Work required:
Everything from the line containing "One keypoint belongs on each instance. Annotate the hillside" through the last line of the records must be returned verbatim, and nothing outside that range.

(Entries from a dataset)
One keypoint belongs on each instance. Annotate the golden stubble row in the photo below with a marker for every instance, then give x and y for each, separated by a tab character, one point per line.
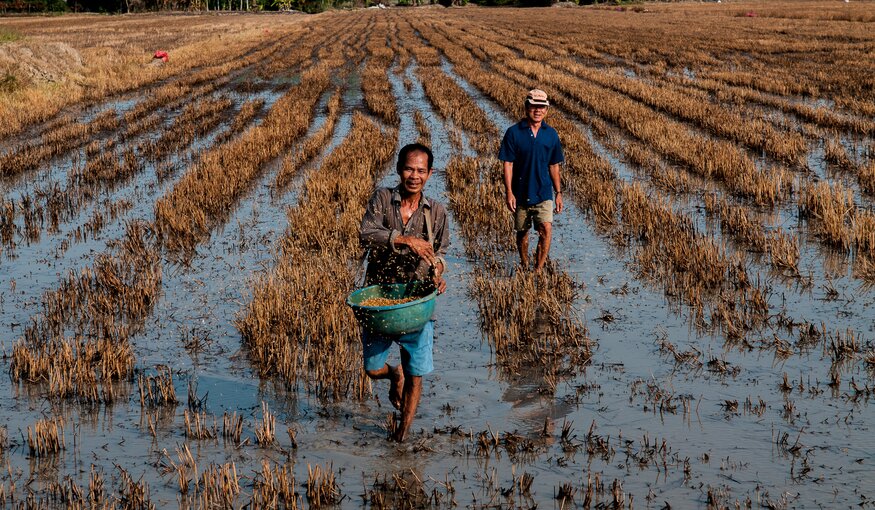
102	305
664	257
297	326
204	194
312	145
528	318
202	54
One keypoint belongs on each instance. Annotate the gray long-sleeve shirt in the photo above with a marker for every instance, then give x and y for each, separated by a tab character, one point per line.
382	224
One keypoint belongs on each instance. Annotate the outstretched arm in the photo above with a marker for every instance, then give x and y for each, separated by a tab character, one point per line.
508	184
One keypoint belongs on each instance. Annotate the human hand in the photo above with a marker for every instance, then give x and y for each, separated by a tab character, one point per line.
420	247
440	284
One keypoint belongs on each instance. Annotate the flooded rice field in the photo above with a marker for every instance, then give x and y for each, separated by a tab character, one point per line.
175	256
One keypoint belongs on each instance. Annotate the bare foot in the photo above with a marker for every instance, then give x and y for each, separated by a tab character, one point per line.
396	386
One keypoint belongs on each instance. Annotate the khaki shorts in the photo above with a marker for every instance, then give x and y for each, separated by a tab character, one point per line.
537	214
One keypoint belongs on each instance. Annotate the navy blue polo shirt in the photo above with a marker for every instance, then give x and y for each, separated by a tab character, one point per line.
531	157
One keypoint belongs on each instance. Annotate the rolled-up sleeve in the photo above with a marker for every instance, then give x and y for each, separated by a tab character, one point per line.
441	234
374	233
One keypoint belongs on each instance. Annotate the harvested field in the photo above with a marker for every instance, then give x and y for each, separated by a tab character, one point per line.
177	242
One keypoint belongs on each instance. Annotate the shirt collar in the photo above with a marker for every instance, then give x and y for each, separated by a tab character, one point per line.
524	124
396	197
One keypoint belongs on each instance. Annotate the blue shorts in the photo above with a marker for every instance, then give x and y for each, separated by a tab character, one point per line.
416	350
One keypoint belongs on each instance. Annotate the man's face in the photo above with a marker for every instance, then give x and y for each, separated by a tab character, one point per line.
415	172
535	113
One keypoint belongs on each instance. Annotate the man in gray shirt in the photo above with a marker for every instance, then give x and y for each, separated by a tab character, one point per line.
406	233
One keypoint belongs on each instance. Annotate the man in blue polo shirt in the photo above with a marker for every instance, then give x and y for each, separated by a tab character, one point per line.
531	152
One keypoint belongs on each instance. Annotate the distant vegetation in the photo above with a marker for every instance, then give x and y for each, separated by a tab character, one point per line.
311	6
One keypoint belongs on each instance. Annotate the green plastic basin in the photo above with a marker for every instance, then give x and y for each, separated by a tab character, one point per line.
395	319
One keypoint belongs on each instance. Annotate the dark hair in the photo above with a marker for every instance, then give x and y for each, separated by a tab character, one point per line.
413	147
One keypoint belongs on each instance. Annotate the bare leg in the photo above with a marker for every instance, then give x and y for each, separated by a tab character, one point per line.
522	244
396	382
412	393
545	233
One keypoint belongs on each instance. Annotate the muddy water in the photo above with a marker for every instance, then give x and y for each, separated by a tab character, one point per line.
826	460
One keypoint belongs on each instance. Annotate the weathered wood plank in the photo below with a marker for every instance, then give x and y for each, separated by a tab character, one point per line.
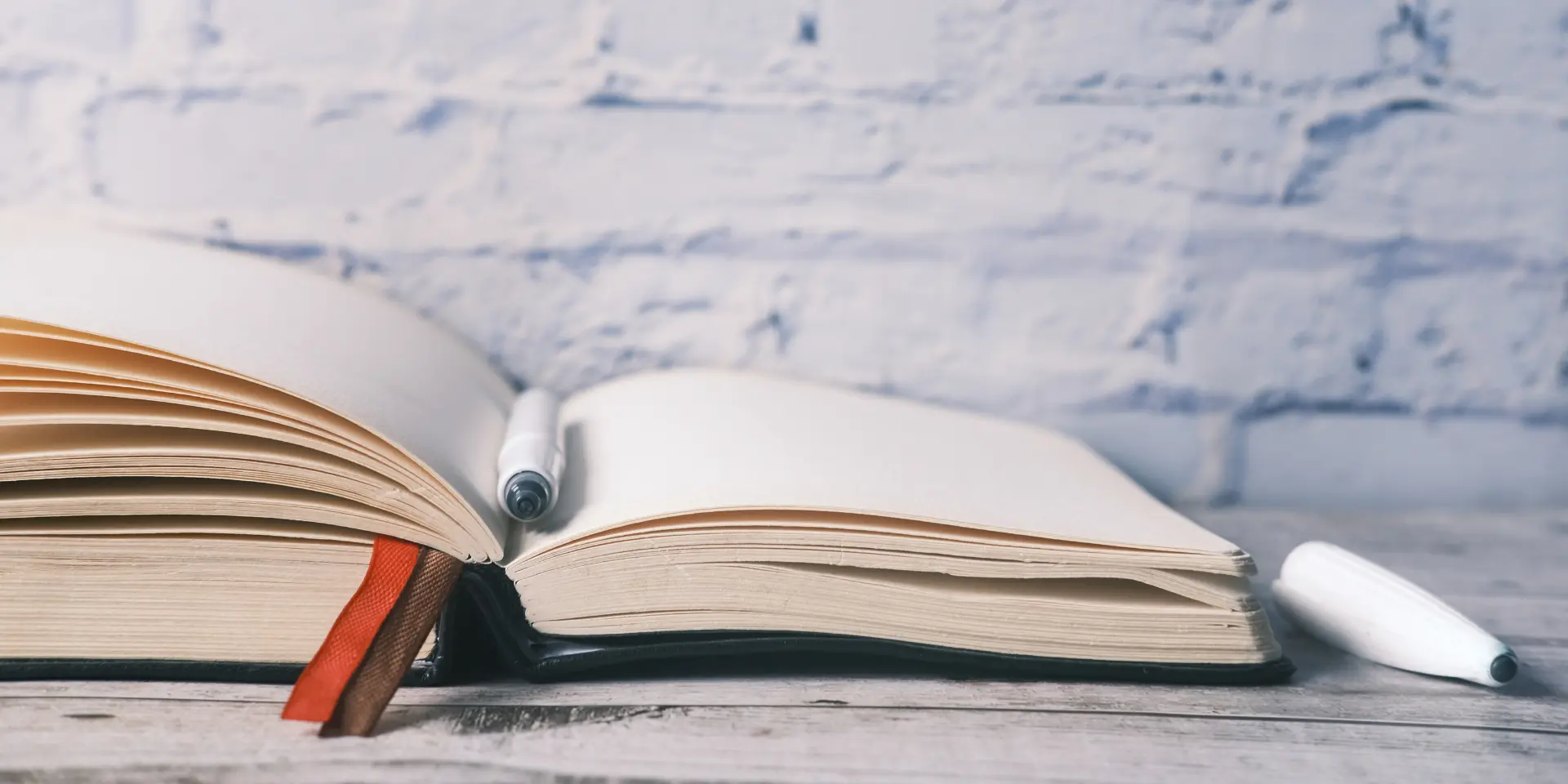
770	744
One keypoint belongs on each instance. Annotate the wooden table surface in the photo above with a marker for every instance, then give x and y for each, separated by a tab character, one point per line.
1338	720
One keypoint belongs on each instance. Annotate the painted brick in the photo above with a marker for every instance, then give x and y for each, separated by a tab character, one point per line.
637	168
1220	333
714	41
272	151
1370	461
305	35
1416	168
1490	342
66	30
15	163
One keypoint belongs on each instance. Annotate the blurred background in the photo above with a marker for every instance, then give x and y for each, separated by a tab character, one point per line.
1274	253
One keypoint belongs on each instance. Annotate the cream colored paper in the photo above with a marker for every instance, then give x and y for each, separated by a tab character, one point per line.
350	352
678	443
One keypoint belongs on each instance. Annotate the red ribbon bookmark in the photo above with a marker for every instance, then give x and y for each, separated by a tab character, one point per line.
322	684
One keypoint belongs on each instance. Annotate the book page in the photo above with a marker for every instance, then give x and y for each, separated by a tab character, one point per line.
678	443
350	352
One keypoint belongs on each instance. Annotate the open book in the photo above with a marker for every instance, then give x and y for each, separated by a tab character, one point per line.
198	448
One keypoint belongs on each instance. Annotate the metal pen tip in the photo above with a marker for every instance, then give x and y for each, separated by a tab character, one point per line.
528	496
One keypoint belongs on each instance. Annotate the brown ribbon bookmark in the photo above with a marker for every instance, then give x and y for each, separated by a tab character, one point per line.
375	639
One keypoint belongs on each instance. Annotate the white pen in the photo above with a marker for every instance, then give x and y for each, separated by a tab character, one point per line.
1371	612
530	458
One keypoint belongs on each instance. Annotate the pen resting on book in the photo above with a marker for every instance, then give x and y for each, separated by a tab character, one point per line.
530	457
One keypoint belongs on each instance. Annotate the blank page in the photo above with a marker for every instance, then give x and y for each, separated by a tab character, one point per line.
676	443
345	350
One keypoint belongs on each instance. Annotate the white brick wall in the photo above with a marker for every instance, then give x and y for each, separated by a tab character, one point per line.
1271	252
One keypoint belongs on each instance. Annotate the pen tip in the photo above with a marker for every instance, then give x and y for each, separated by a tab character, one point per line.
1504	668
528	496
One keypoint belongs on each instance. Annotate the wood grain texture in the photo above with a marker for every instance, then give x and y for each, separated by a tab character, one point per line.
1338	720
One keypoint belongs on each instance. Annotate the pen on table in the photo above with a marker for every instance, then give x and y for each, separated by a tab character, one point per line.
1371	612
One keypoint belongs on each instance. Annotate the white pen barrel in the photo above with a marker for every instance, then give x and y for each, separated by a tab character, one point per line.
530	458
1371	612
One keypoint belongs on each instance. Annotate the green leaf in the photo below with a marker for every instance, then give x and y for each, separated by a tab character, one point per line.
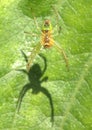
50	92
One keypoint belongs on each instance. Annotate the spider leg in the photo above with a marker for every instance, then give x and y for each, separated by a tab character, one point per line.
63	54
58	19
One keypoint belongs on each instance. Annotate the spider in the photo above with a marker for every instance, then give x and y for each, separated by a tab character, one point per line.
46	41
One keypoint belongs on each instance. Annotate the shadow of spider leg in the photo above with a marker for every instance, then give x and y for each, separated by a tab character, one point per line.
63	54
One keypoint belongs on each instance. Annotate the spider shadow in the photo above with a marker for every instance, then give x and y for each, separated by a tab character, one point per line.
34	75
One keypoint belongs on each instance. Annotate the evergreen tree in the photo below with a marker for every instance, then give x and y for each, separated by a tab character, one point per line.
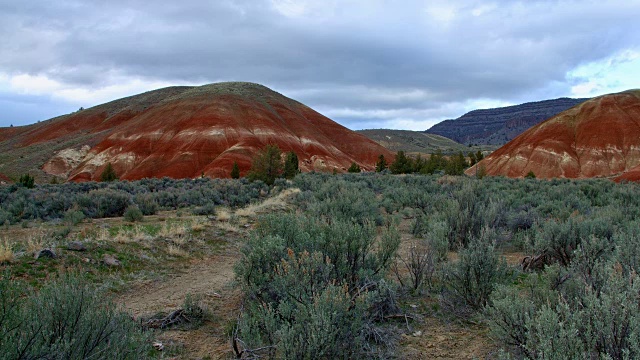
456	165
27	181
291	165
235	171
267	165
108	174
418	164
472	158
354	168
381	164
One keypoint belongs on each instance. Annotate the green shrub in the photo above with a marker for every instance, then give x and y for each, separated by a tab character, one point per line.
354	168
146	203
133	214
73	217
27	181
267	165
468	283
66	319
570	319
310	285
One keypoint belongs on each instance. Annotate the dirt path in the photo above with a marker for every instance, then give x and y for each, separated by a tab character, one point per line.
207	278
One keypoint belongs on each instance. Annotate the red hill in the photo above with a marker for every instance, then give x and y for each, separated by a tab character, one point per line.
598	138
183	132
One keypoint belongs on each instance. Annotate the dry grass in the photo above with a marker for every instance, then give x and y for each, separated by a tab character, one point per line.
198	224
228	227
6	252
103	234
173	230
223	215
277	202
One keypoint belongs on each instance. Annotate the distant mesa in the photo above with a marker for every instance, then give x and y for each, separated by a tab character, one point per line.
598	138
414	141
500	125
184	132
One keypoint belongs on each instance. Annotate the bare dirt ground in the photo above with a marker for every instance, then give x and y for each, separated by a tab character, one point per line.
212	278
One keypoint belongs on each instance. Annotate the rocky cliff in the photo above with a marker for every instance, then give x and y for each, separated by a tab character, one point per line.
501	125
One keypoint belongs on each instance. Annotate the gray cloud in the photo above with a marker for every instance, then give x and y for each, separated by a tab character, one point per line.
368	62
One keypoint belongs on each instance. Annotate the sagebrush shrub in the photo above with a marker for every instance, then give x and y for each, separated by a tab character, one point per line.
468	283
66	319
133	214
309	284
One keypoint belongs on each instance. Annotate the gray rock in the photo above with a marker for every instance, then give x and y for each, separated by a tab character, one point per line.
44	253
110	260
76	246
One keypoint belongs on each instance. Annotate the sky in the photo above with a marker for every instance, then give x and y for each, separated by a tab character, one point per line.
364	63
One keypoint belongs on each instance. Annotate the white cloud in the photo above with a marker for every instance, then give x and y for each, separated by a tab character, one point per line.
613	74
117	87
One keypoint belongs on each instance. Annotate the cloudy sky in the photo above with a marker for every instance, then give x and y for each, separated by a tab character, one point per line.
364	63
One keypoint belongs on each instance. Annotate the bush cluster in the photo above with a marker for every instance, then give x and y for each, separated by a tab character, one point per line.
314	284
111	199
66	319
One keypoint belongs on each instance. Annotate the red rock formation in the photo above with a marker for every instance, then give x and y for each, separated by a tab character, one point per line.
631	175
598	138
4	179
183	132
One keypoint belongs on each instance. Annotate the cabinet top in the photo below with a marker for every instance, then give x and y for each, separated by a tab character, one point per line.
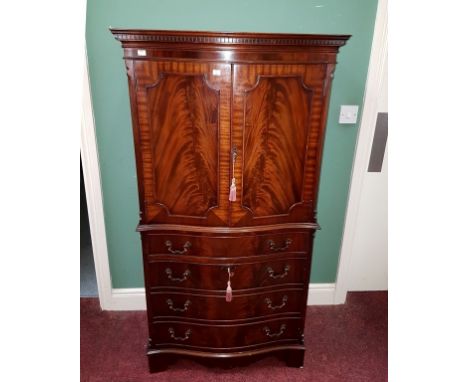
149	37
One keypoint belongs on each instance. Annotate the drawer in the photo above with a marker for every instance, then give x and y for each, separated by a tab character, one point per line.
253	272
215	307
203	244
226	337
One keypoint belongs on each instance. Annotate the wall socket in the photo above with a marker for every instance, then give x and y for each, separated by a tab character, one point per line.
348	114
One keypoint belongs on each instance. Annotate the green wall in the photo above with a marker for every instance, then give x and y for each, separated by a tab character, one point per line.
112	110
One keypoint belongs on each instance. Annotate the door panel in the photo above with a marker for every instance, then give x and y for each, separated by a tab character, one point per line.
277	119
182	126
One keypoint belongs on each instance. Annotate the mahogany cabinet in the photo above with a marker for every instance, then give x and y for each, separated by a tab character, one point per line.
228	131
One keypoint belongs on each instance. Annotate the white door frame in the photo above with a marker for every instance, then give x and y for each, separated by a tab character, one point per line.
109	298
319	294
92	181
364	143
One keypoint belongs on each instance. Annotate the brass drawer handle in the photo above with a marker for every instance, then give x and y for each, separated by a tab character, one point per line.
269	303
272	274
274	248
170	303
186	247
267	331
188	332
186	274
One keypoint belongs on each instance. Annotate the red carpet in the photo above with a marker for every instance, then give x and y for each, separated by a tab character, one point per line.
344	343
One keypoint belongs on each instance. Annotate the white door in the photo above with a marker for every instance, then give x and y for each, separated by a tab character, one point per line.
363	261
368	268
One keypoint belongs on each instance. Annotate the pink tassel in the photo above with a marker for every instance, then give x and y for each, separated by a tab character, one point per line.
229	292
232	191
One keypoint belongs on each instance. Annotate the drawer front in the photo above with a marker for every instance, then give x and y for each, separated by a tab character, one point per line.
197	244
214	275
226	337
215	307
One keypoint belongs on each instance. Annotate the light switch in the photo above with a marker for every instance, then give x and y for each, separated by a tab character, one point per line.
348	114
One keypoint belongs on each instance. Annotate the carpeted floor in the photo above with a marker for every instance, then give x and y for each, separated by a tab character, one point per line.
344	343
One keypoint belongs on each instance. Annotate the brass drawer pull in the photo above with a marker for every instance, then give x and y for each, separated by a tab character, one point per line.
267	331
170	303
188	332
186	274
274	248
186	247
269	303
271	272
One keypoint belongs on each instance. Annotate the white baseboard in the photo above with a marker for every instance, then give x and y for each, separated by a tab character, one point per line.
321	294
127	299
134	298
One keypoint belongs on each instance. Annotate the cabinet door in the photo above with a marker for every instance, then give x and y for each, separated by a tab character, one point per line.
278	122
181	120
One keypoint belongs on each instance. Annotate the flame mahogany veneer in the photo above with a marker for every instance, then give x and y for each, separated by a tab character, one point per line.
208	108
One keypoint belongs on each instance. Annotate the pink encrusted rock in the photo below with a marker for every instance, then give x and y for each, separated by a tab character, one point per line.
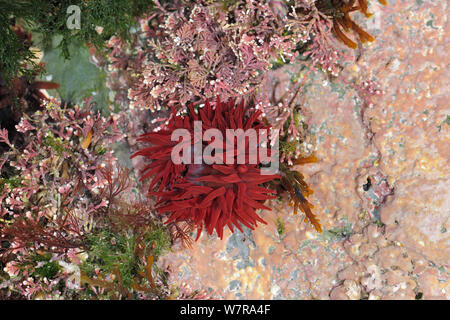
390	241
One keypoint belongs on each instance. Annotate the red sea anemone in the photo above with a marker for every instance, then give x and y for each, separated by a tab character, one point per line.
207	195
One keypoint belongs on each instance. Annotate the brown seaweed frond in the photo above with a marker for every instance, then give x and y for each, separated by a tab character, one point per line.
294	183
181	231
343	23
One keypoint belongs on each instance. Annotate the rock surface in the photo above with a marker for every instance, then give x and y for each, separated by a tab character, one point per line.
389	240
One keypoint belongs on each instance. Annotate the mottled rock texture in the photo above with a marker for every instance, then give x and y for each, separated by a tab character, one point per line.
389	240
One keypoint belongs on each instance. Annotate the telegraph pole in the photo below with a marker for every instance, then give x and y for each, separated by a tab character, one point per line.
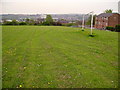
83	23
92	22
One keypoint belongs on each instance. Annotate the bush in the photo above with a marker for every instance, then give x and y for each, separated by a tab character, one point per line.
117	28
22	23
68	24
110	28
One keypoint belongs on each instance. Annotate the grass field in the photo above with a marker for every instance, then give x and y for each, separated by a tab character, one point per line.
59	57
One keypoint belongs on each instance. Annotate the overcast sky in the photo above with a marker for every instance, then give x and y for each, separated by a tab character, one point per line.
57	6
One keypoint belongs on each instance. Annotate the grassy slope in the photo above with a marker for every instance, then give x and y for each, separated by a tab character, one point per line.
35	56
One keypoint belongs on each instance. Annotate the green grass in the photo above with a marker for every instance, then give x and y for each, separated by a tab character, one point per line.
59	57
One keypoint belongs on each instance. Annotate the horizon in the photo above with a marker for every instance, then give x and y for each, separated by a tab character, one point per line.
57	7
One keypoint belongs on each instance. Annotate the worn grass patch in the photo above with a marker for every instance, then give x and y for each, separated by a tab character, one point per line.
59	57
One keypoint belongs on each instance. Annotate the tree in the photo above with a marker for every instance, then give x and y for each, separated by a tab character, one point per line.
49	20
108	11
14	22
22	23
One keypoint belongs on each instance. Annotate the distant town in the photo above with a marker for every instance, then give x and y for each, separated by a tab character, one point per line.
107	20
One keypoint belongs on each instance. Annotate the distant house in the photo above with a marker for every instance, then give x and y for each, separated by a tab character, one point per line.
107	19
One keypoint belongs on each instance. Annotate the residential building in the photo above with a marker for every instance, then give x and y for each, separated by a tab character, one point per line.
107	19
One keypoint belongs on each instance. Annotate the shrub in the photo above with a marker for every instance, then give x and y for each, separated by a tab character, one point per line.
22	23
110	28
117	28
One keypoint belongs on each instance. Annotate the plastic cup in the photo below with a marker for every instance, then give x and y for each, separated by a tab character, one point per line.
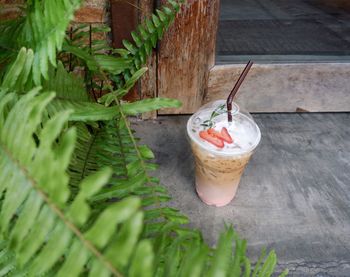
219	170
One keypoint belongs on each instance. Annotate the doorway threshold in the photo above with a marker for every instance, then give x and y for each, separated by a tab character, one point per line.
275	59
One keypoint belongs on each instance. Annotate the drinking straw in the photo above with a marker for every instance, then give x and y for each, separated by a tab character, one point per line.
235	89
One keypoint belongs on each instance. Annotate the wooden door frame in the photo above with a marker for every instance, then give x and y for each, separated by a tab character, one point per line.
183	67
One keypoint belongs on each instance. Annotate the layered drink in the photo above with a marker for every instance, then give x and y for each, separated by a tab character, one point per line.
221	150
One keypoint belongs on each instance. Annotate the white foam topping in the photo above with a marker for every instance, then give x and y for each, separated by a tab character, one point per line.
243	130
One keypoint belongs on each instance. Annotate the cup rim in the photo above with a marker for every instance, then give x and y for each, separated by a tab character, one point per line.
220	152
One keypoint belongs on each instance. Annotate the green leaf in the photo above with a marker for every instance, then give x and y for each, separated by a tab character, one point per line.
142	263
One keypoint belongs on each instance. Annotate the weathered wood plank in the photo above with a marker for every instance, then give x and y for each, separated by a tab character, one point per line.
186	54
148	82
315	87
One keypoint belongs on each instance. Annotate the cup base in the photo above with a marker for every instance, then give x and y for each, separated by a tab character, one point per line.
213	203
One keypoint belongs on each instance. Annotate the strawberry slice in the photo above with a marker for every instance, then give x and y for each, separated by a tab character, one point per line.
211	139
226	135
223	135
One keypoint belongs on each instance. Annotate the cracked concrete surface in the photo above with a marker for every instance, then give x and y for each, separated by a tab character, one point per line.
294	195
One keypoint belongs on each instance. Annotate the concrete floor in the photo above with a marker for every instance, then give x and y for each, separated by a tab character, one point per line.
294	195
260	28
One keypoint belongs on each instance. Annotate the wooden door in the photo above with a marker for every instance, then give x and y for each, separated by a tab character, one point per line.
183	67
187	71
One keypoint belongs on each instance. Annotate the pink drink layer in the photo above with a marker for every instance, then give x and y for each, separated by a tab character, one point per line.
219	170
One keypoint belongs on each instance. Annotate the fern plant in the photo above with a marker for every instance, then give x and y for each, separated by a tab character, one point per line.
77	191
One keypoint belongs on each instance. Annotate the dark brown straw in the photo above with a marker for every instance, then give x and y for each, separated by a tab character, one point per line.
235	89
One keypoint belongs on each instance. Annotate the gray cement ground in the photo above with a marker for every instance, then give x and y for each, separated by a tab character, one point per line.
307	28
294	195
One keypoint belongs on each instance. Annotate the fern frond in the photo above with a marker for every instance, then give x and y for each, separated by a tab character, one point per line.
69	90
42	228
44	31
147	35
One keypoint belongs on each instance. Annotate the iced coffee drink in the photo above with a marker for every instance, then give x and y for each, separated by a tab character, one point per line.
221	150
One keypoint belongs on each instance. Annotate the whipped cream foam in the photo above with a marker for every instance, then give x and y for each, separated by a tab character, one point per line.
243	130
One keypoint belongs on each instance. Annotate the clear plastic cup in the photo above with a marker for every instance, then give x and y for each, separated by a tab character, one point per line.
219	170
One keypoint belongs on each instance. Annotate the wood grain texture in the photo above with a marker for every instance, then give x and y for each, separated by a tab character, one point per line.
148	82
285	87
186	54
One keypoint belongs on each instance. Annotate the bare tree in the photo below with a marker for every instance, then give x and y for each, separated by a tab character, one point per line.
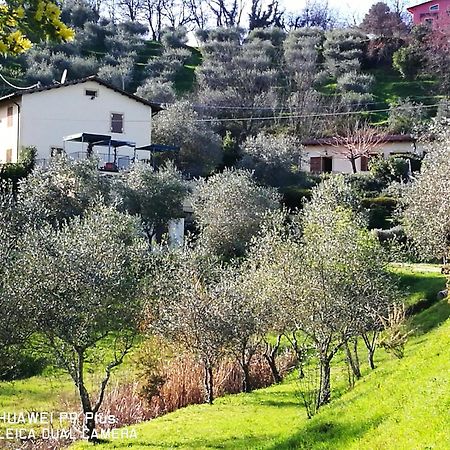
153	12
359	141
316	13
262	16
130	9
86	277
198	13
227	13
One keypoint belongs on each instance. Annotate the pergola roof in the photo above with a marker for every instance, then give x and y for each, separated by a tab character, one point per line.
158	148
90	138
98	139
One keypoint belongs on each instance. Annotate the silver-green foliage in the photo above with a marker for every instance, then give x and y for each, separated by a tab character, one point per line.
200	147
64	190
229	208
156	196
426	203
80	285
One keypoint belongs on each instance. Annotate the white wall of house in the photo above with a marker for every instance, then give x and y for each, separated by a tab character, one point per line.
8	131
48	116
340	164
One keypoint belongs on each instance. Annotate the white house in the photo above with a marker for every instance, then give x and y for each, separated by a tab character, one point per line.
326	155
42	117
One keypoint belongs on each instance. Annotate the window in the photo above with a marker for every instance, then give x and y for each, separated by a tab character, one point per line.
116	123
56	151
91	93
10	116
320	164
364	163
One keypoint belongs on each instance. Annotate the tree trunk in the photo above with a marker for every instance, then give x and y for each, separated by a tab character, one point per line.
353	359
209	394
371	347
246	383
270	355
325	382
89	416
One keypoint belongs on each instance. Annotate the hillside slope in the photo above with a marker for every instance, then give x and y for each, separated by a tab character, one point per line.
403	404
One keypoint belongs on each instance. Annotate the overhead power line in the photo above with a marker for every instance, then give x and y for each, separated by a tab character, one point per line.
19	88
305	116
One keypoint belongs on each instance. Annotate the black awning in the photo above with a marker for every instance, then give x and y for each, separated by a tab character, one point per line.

Finished answer:
One keypoint belongs on each instance. Annotate the hillside slope in the photo above with a marker for every instance, then give x and y for each, separated by a tab character, one point per line.
403	404
One keypoint belongs on each instance. Annotate the overhead power line in the photo above with a marker for every instance, then give x and y for each, separated by a tab character, one point per line.
19	88
305	116
One keypoint belongs on each instance. Annotate the black awning in the photo above with a marker for every instance, then give x and y for each, separated by a tab character, one point per line.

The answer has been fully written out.